**YOUR TASK:**
Leave out the pictures, and reproduce exactly the lines from the line containing "Target: tree trunk" through the final line of the entries.

(Point localization data)
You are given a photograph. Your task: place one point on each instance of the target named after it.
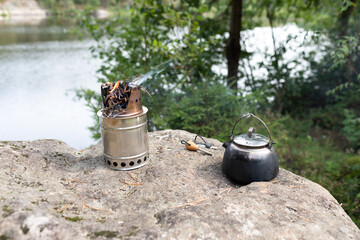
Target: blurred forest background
(308, 93)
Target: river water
(39, 68)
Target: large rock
(50, 191)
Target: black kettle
(250, 157)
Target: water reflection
(39, 65)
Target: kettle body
(246, 165)
(250, 157)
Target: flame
(115, 87)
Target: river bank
(21, 11)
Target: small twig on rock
(307, 220)
(135, 184)
(94, 208)
(74, 180)
(84, 158)
(192, 203)
(67, 162)
(133, 177)
(226, 189)
(66, 207)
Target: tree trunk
(343, 20)
(233, 49)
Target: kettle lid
(251, 139)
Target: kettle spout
(225, 144)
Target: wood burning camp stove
(123, 122)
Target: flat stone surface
(51, 191)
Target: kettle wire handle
(247, 116)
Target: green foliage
(156, 33)
(351, 128)
(208, 109)
(311, 153)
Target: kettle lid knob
(251, 132)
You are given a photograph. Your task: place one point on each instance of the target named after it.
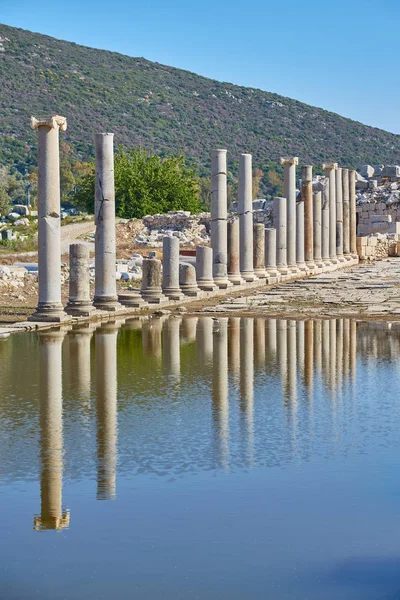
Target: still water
(189, 458)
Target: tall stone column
(219, 242)
(79, 302)
(52, 515)
(234, 252)
(245, 209)
(259, 250)
(289, 164)
(353, 218)
(270, 252)
(317, 217)
(330, 173)
(49, 240)
(105, 286)
(339, 215)
(346, 214)
(301, 265)
(307, 197)
(325, 223)
(279, 214)
(170, 276)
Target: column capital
(330, 166)
(289, 160)
(54, 122)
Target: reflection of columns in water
(220, 403)
(234, 346)
(247, 379)
(106, 403)
(171, 346)
(259, 343)
(51, 433)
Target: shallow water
(195, 458)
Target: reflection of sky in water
(243, 458)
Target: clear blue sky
(340, 55)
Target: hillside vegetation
(164, 110)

**SOLUTION FOR THIS EXERCISE:**
Target: tree trunk
(343, 20)
(233, 49)
Target: kettle lid
(251, 139)
Target: kettle spout
(225, 144)
Target: wood burning camp stove
(123, 122)
Target: flat stone surface
(51, 191)
Target: kettle wire handle
(247, 116)
Target: green foliage
(156, 33)
(351, 128)
(208, 109)
(311, 153)
Target: kettle lid knob
(251, 132)
You are given a photograph. Your task: place one point on each instance of the target named after it.
Target: still water
(189, 458)
Target: tall stone column
(219, 242)
(79, 302)
(52, 515)
(234, 252)
(245, 209)
(259, 250)
(289, 164)
(353, 218)
(270, 252)
(317, 217)
(330, 173)
(49, 240)
(105, 286)
(339, 215)
(346, 214)
(301, 265)
(307, 197)
(325, 223)
(279, 214)
(170, 276)
Target: column capital
(330, 166)
(289, 160)
(54, 122)
Target: reflection of columns in water
(220, 403)
(234, 346)
(247, 379)
(106, 403)
(171, 346)
(259, 343)
(51, 433)
Target: shallow water
(195, 458)
Target: reflection of sky in water
(243, 458)
Target: clear blue sky
(340, 55)
Target: hillside vegetation
(164, 110)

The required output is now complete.